# [Set problem]
Please pick out every line below that contains the word "rock" and copy each one. Case counts.

[Entries about locating named things]
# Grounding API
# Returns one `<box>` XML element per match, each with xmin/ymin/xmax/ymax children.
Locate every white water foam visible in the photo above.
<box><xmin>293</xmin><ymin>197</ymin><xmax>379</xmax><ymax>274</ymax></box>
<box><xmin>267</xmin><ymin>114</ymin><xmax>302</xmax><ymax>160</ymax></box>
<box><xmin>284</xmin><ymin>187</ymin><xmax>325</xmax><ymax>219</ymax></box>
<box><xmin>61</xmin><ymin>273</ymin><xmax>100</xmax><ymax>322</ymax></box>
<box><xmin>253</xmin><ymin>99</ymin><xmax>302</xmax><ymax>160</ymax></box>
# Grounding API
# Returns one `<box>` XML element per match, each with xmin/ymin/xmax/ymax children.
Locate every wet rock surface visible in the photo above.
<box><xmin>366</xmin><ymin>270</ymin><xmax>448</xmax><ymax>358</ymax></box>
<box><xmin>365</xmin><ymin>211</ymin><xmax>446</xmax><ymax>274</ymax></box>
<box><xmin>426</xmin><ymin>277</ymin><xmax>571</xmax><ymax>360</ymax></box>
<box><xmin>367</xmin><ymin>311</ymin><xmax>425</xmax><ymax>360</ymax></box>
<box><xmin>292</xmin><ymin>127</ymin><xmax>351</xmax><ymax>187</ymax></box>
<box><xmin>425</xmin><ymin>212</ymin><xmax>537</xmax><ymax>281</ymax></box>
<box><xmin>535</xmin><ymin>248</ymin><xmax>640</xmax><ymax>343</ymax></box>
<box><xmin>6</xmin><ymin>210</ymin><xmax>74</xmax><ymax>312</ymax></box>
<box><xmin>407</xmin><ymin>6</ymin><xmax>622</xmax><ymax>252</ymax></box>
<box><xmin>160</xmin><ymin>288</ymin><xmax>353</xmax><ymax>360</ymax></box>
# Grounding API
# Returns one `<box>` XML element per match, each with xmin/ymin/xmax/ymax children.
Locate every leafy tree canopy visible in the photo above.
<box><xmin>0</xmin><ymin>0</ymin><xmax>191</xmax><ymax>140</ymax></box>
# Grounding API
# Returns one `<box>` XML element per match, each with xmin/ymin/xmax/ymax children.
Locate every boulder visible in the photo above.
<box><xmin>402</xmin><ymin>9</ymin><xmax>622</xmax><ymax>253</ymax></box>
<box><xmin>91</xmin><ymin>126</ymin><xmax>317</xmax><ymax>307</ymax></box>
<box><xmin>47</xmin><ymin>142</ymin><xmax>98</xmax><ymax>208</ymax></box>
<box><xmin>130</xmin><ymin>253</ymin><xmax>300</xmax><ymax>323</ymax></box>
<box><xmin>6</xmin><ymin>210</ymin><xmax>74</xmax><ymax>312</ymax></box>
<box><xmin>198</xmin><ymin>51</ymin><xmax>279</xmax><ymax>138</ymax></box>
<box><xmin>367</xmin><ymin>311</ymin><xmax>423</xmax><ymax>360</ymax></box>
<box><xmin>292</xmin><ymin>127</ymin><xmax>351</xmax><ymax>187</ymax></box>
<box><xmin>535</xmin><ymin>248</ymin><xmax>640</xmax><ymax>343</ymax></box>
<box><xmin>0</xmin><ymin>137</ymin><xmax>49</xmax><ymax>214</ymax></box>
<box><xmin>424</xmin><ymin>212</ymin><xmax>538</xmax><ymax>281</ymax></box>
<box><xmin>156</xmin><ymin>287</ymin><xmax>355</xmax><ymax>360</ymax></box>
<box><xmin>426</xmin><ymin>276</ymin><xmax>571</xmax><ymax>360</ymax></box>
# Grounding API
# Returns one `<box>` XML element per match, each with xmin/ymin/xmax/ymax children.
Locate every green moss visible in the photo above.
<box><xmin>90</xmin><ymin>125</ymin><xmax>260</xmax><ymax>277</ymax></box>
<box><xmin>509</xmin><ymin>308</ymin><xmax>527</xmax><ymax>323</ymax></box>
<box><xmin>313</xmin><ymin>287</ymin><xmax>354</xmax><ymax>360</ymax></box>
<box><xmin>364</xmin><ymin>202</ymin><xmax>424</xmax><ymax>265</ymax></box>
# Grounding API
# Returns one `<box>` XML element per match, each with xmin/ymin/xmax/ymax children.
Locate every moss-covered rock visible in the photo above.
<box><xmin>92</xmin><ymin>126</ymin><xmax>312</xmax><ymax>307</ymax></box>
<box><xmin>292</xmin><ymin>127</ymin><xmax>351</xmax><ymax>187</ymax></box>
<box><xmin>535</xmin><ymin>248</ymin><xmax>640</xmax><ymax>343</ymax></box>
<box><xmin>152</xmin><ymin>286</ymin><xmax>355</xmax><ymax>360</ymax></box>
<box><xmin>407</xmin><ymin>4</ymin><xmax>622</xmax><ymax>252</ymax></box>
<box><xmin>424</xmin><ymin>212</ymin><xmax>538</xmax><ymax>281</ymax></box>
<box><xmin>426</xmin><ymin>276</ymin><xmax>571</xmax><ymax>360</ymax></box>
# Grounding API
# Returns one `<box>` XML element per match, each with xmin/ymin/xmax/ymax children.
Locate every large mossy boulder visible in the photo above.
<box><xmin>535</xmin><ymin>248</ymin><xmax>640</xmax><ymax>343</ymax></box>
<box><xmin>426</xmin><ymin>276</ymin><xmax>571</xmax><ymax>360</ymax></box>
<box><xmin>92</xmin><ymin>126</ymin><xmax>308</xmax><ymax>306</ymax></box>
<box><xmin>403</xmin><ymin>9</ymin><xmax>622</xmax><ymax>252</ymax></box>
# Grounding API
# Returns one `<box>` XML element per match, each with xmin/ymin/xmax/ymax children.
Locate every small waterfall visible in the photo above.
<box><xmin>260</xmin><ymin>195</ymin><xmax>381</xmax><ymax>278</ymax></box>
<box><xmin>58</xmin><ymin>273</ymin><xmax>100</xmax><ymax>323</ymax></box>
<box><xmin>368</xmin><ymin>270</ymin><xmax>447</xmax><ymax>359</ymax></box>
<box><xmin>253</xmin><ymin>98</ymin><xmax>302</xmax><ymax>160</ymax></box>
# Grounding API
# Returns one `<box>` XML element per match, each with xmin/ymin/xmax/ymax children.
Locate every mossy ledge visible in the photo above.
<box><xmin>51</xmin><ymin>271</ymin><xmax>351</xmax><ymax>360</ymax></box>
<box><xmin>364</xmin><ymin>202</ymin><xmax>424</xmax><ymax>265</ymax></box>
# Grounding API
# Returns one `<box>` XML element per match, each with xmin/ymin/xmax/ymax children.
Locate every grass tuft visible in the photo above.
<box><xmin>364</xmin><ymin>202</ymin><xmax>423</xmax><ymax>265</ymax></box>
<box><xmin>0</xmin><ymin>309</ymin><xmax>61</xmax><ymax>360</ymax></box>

# [Result of this task]
Locate every wet rock surface visible in the photo above.
Locate every moss-covered rock visible in the photo above.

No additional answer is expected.